### Selected text
▼▼▼
Large directed for the Vienna Philharmonic Orchestra its annual New Year's Concert from 1989 to 1993; and again from 1997 to 2009; and in 2011. In Germany he has directed for ZDF from Deutsche Oper Berlin and two concerts at the Dresdner Frauenkirche with Angela Gheorghiu and Cecilia Bartoli. Brian Large televised for Bayerischer Rundfunk from Bayerische Staatsoper, Prinzregententheater and Staatstheater am Gärtnerplatz and two special concerts from the Vatican honoring Pope Benedict XVI (Jansons 27 October 2007; Thielemann) as well as the Opening Concert of the 2006 World Cup Games (Domingo, Damrau, Lang Lang; Jansons, Mehta, Thielemann).

He directed opera productions from La Scala among others Nabucco (Dimitrova, Bruson; Muti) and from the Arena di Verona Madame Butterfly (Kabaivanska) and Tosca (Marton, Aragall). From the Mariinsky Theatre, St. Petersburg, Large has televised opera under the musical direction of Valery Gergiev including Pique Dame and the original "St. Petersburg" version of La forza del destino as well as ballet: Jewels (ballet) and Don Quixote. At the Théâtre du Châtelet in Paris he directed The Cunning Little Vixen (Mackerras, Hytner); Alceste (von Otter; Gardiner) and Orphée et Eurydice (Kožená, Gardiner). From the Théâtre des Champs-Élysées he televised "Viva Vivaldi" with Cecilia Bartoli.

From 1979 Large directed over 80 opera-, recital- and gala-telecasts from the Metropolitan Opera New York including Birgit Nilsson's final appearance as Electra (1980), the 1983–84 Spring Centennial Gala, the 1991 25th Anniversary Gala, the 1996 James Levine's 25th Anniversary gala, the 1998 Pavarotti's 30th Anniversary gala and the 2006 Farewell Gala to General Manager Joseph Volpe.
▲▲▲
### Problems
[1] According to the passage on Brian Large, in what year did he begin directing telecasts from the Metropolitan Opera in New York?
[2] In one to three sentences, explain what the passage on Brian Large says was the purpose of the two special concerts from the Vatican that he televised.
[3] Transcribe everything in the passage on Brian Large from "Large directed for" down to "Jansons, Mehta, Thielemann).".

### Dataset excerpts
▼▼▼
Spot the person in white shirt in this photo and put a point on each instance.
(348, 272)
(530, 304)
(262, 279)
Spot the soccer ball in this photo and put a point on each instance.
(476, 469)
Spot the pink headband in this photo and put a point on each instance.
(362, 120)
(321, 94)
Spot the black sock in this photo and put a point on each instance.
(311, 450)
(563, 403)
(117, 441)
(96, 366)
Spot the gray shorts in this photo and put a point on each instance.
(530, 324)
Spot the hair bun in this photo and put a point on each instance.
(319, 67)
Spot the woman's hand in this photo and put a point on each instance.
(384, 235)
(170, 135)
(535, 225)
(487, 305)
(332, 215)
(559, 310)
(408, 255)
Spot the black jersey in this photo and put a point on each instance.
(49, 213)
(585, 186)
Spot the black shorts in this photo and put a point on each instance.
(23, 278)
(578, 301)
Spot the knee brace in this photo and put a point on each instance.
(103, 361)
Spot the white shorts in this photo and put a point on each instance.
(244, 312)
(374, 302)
▲▲▲
▼▼▼
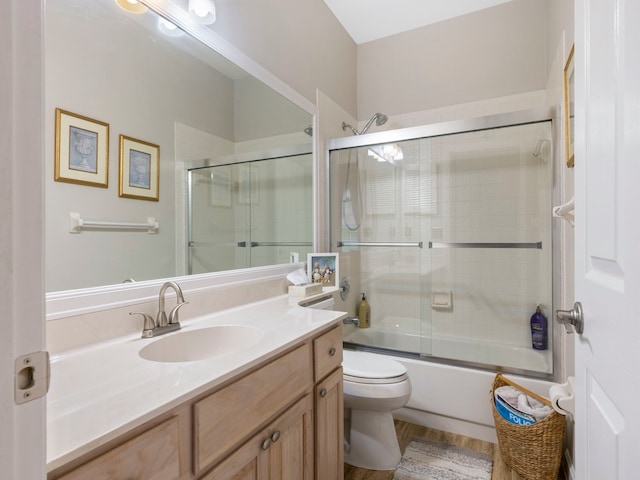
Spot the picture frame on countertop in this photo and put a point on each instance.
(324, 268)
▲▲▲
### Problem solutions
[1] 1979

[2] The two special concerts from the Vatican were held to honor Pope Benedict XVI. Large televised them for Bayerischer Rundfunk.

[3]
Large directed for the Vienna Philharmonic Orchestra its annual New Year's Concert from 1989 to 1993; and again from 1997 to 2009; and in 2011. In Germany he has directed for ZDF from Deutsche Oper Berlin and two concerts at the Dresdner Frauenkirche with Angela Gheorghiu and Cecilia Bartoli. Brian Large televised for Bayerischer Rundfunk from Bayerische Staatsoper, Prinzregententheater and Staatstheater am Gärtnerplatz and two special concerts from the Vatican honoring Pope Benedict XVI (Jansons 27 October 2007; Thielemann) as well as the Opening Concert of the 2006 World Cup Games (Domingo, Damrau, Lang Lang; Jansons, Mehta, Thielemann).